# [EXERCISE DATA]
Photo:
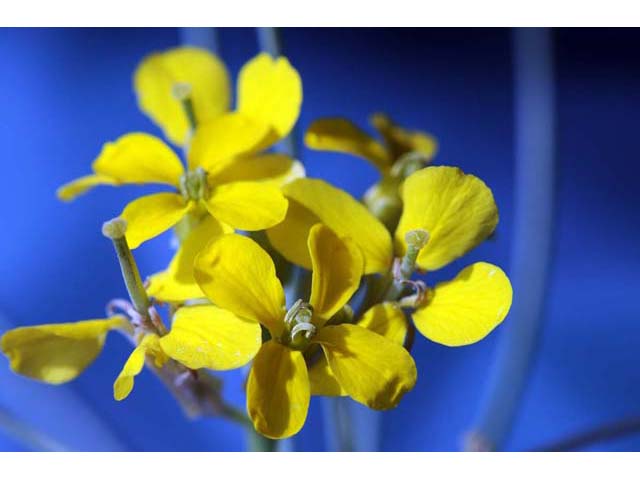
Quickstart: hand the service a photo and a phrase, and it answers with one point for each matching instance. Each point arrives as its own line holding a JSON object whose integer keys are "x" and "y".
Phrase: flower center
{"x": 193, "y": 185}
{"x": 299, "y": 327}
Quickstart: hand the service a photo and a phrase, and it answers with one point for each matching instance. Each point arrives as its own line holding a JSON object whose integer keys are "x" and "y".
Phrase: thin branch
{"x": 600, "y": 434}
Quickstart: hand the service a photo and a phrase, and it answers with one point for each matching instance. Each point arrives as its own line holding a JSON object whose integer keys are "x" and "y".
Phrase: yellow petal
{"x": 217, "y": 143}
{"x": 247, "y": 205}
{"x": 204, "y": 336}
{"x": 177, "y": 283}
{"x": 371, "y": 369}
{"x": 206, "y": 76}
{"x": 278, "y": 391}
{"x": 270, "y": 91}
{"x": 337, "y": 268}
{"x": 287, "y": 236}
{"x": 273, "y": 168}
{"x": 467, "y": 308}
{"x": 139, "y": 158}
{"x": 57, "y": 353}
{"x": 341, "y": 135}
{"x": 457, "y": 210}
{"x": 386, "y": 319}
{"x": 69, "y": 191}
{"x": 401, "y": 141}
{"x": 239, "y": 276}
{"x": 149, "y": 216}
{"x": 323, "y": 381}
{"x": 135, "y": 363}
{"x": 320, "y": 202}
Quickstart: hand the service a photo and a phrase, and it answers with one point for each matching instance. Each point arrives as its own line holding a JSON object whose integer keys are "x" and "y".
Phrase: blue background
{"x": 65, "y": 92}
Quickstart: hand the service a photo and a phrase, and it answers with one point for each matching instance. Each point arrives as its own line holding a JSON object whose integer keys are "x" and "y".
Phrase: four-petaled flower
{"x": 238, "y": 276}
{"x": 227, "y": 176}
{"x": 456, "y": 210}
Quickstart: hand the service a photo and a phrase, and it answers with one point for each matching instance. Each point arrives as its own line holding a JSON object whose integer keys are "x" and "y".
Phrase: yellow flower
{"x": 238, "y": 276}
{"x": 456, "y": 210}
{"x": 58, "y": 353}
{"x": 201, "y": 336}
{"x": 400, "y": 153}
{"x": 227, "y": 176}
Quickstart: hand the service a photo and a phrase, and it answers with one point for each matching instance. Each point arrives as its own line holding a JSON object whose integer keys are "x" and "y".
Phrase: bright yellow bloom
{"x": 58, "y": 353}
{"x": 247, "y": 205}
{"x": 456, "y": 210}
{"x": 201, "y": 336}
{"x": 238, "y": 276}
{"x": 312, "y": 201}
{"x": 400, "y": 153}
{"x": 227, "y": 176}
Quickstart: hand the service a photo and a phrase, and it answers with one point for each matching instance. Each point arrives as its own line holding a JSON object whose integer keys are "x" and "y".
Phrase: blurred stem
{"x": 605, "y": 432}
{"x": 27, "y": 435}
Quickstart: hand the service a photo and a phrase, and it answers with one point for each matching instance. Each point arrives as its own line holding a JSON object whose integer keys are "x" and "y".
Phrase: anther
{"x": 307, "y": 329}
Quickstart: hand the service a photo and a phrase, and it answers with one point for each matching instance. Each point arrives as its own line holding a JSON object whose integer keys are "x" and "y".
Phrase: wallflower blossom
{"x": 238, "y": 276}
{"x": 226, "y": 173}
{"x": 202, "y": 336}
{"x": 400, "y": 153}
{"x": 457, "y": 211}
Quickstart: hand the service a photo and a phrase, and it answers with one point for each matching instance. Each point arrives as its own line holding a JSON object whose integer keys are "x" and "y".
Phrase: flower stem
{"x": 115, "y": 230}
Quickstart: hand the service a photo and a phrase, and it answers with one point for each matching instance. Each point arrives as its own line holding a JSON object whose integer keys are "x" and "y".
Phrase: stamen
{"x": 308, "y": 330}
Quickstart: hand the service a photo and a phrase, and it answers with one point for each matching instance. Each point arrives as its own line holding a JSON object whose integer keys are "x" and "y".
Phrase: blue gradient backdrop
{"x": 65, "y": 92}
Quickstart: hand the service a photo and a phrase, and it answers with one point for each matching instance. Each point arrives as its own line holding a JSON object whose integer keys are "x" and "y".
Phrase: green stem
{"x": 115, "y": 230}
{"x": 416, "y": 240}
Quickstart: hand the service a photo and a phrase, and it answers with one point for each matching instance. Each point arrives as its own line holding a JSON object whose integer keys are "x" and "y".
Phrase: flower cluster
{"x": 251, "y": 226}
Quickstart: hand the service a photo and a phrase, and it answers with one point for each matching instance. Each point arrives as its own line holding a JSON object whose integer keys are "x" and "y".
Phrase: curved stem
{"x": 600, "y": 434}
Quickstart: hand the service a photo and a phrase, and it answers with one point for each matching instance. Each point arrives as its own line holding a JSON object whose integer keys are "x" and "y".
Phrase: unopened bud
{"x": 114, "y": 228}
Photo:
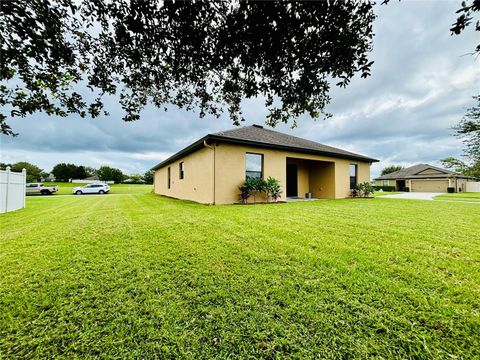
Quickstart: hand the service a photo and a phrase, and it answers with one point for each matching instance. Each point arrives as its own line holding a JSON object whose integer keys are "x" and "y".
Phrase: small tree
{"x": 272, "y": 188}
{"x": 364, "y": 189}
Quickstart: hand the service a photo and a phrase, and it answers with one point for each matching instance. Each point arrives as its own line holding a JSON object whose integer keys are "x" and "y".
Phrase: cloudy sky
{"x": 422, "y": 82}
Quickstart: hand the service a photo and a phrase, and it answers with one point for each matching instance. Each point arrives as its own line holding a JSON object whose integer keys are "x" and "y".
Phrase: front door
{"x": 292, "y": 182}
{"x": 400, "y": 185}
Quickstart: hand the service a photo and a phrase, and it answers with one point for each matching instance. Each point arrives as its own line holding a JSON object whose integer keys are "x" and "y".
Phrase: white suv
{"x": 91, "y": 189}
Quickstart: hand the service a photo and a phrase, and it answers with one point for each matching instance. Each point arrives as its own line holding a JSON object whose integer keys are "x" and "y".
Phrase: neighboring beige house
{"x": 424, "y": 178}
{"x": 211, "y": 169}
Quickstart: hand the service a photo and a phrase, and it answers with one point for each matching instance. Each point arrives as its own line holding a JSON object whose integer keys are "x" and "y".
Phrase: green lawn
{"x": 475, "y": 197}
{"x": 66, "y": 188}
{"x": 141, "y": 276}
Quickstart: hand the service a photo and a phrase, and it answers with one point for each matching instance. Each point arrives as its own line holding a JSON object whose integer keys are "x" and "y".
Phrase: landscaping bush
{"x": 253, "y": 186}
{"x": 273, "y": 188}
{"x": 383, "y": 188}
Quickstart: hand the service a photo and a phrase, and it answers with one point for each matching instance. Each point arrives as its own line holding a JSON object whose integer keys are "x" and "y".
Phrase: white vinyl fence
{"x": 12, "y": 190}
{"x": 473, "y": 186}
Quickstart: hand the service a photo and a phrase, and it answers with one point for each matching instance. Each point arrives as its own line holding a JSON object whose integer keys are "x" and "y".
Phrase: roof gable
{"x": 419, "y": 170}
{"x": 432, "y": 171}
{"x": 256, "y": 135}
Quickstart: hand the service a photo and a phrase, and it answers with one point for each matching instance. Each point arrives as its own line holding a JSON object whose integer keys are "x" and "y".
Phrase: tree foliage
{"x": 469, "y": 130}
{"x": 205, "y": 55}
{"x": 390, "y": 169}
{"x": 466, "y": 17}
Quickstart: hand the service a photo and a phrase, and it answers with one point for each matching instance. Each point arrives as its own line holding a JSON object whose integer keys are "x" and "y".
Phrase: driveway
{"x": 413, "y": 196}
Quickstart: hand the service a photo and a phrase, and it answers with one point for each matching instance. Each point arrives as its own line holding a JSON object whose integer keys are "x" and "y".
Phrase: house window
{"x": 181, "y": 169}
{"x": 254, "y": 165}
{"x": 353, "y": 176}
{"x": 168, "y": 176}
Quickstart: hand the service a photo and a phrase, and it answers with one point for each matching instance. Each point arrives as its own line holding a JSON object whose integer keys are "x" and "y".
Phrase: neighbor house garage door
{"x": 429, "y": 185}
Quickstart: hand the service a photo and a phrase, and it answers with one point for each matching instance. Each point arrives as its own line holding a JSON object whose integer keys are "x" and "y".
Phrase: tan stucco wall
{"x": 387, "y": 183}
{"x": 427, "y": 185}
{"x": 197, "y": 184}
{"x": 330, "y": 179}
{"x": 231, "y": 173}
{"x": 322, "y": 180}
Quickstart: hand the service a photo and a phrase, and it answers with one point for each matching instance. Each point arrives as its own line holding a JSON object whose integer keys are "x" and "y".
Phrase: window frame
{"x": 181, "y": 170}
{"x": 355, "y": 182}
{"x": 261, "y": 166}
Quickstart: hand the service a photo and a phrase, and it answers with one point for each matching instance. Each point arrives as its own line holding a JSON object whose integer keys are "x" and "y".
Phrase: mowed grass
{"x": 66, "y": 188}
{"x": 474, "y": 197}
{"x": 142, "y": 276}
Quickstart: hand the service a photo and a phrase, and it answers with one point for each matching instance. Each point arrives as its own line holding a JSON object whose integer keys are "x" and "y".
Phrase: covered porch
{"x": 310, "y": 177}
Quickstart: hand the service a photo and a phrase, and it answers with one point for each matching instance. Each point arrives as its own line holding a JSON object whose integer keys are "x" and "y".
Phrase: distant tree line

# [WORK ORDER]
Reproduce, exactly and in full, the lines from the one that contains "Phrase: covered porch" to the end of the material.

# [RESPONSE TO THIS TASK]
Phrase: covered porch
{"x": 310, "y": 177}
Quickstart: hand the service a photo and a phrase, and it answers with one point for each matching instance. Each point arrives as its own line holding a JSON object whose integer keys are "x" and "y".
Phrase: distant tree line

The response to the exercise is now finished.